**Work task:**
Every line from the one containing "positive clicks: (582, 206)" to the one containing "188L572 220L553 204L552" in the records below, both included, must be set down exactly, and no other line.

[Items from a dataset]
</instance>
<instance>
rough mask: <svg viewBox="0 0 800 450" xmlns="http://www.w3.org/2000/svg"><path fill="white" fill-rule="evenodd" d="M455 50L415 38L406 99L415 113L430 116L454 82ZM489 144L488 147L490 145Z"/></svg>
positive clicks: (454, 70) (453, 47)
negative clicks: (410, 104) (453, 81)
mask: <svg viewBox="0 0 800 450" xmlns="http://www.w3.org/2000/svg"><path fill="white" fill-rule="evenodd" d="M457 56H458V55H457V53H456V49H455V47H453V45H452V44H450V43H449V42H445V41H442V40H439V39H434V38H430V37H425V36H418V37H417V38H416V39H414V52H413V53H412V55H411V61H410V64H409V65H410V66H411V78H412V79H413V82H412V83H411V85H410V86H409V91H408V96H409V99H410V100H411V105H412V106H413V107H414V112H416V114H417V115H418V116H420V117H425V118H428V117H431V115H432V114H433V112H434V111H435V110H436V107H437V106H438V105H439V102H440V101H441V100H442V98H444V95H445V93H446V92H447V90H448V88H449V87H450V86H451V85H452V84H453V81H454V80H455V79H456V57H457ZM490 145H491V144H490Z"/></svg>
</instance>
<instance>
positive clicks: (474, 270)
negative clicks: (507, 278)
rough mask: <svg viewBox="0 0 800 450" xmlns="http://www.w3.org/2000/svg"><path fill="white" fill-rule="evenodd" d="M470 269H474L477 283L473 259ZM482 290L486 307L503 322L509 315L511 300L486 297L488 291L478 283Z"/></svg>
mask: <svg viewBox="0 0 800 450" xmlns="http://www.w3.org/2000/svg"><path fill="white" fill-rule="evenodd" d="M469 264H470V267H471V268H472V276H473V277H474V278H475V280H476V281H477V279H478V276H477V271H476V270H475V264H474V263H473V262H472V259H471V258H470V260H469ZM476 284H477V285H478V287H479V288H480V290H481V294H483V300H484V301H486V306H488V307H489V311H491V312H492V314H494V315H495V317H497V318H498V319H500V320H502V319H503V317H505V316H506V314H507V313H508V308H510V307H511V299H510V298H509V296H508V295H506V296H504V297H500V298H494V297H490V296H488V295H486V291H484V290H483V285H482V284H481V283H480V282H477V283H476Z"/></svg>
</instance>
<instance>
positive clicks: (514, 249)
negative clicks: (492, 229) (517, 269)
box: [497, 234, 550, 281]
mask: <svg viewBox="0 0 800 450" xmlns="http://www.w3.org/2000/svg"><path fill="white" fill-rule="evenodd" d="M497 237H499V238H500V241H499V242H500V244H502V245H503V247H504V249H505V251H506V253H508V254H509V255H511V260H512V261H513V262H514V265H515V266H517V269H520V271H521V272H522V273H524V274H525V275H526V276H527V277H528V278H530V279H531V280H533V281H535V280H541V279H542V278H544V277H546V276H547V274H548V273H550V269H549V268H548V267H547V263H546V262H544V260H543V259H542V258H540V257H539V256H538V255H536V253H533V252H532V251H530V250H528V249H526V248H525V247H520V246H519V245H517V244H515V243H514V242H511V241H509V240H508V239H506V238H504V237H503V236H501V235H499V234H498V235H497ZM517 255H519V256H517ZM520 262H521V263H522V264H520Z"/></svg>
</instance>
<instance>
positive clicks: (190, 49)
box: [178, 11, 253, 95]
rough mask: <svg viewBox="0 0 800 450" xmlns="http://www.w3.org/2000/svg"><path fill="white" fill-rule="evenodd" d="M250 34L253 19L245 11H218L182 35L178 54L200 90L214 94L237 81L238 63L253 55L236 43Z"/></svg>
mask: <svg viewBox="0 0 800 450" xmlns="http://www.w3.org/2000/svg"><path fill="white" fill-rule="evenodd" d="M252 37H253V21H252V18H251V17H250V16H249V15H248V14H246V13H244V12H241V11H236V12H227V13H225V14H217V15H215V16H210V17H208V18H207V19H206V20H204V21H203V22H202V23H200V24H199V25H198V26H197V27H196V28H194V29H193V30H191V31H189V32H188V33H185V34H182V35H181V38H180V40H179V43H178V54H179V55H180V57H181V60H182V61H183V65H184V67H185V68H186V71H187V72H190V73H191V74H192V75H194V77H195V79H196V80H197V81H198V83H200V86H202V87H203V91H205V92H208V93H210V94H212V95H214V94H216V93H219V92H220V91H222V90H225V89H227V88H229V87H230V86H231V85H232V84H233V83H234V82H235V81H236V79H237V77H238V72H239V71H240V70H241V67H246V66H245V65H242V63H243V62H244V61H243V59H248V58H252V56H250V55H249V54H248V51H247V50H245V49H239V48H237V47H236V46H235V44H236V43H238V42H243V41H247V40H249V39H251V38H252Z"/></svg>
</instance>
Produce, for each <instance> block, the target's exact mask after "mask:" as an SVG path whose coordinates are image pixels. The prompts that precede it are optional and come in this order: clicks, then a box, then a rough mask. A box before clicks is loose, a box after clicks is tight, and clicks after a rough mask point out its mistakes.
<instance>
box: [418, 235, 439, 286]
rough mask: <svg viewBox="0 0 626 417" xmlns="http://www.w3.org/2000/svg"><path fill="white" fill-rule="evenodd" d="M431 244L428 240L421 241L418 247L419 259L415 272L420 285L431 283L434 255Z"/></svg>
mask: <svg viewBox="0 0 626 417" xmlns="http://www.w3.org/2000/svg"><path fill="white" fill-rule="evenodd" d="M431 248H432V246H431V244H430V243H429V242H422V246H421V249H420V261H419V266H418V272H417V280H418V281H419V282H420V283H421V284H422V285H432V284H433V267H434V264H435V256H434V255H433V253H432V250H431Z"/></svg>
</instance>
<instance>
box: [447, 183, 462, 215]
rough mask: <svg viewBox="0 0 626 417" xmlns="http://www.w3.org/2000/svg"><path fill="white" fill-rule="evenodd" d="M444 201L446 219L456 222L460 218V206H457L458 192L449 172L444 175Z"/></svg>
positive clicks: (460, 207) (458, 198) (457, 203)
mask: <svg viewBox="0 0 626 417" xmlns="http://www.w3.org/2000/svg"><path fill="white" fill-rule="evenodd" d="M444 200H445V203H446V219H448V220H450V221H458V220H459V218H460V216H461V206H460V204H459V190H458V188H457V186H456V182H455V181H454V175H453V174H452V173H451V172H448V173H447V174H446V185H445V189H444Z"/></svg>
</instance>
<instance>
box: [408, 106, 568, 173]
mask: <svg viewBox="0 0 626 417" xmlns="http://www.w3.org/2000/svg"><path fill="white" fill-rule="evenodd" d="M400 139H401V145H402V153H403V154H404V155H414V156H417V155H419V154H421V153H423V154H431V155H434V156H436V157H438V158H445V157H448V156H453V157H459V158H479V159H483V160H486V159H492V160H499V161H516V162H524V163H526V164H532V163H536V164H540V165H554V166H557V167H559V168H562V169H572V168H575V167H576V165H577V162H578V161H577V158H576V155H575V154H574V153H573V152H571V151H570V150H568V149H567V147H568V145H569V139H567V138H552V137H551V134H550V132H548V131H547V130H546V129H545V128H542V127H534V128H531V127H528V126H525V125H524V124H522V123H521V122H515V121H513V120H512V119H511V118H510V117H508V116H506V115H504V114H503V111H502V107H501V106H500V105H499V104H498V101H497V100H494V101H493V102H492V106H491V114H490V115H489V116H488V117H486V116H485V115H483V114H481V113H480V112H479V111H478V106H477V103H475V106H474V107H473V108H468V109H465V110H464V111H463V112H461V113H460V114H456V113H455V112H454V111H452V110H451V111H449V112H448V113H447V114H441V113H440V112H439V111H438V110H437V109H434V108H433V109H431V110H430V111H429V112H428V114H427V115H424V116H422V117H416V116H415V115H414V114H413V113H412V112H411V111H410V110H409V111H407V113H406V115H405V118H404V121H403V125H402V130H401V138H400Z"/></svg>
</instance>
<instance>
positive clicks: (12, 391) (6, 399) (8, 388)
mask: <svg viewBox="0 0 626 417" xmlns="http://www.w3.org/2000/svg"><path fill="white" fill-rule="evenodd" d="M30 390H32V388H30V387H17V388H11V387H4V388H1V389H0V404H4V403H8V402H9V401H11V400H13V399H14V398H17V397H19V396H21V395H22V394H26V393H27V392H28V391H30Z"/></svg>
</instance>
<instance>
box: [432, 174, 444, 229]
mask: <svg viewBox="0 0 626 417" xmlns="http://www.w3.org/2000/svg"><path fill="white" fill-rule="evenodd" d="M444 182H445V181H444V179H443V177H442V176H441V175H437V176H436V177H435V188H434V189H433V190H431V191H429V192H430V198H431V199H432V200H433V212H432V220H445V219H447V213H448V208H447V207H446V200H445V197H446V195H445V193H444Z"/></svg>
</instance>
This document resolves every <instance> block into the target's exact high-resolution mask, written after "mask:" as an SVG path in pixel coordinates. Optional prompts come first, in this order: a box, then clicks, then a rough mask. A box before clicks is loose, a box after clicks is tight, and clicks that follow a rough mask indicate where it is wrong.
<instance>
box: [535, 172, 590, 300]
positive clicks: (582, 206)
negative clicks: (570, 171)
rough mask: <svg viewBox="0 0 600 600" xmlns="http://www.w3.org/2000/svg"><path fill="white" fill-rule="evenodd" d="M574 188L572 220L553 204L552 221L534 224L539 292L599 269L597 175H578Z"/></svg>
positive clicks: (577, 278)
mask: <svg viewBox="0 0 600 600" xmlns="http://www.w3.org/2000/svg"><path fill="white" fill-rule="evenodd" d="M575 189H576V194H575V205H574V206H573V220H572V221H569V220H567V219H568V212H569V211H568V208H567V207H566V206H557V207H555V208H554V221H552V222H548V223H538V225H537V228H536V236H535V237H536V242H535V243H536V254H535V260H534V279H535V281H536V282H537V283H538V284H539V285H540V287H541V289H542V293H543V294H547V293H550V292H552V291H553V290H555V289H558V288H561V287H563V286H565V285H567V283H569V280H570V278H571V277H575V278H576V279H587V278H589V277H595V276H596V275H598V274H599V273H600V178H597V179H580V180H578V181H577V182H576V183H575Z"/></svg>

**Task output:**
positive clicks: (582, 206)
negative clicks: (570, 171)
rough mask: <svg viewBox="0 0 600 600" xmlns="http://www.w3.org/2000/svg"><path fill="white" fill-rule="evenodd" d="M574 188L572 220L553 204L552 221L534 224L539 292L599 269L597 175H578Z"/></svg>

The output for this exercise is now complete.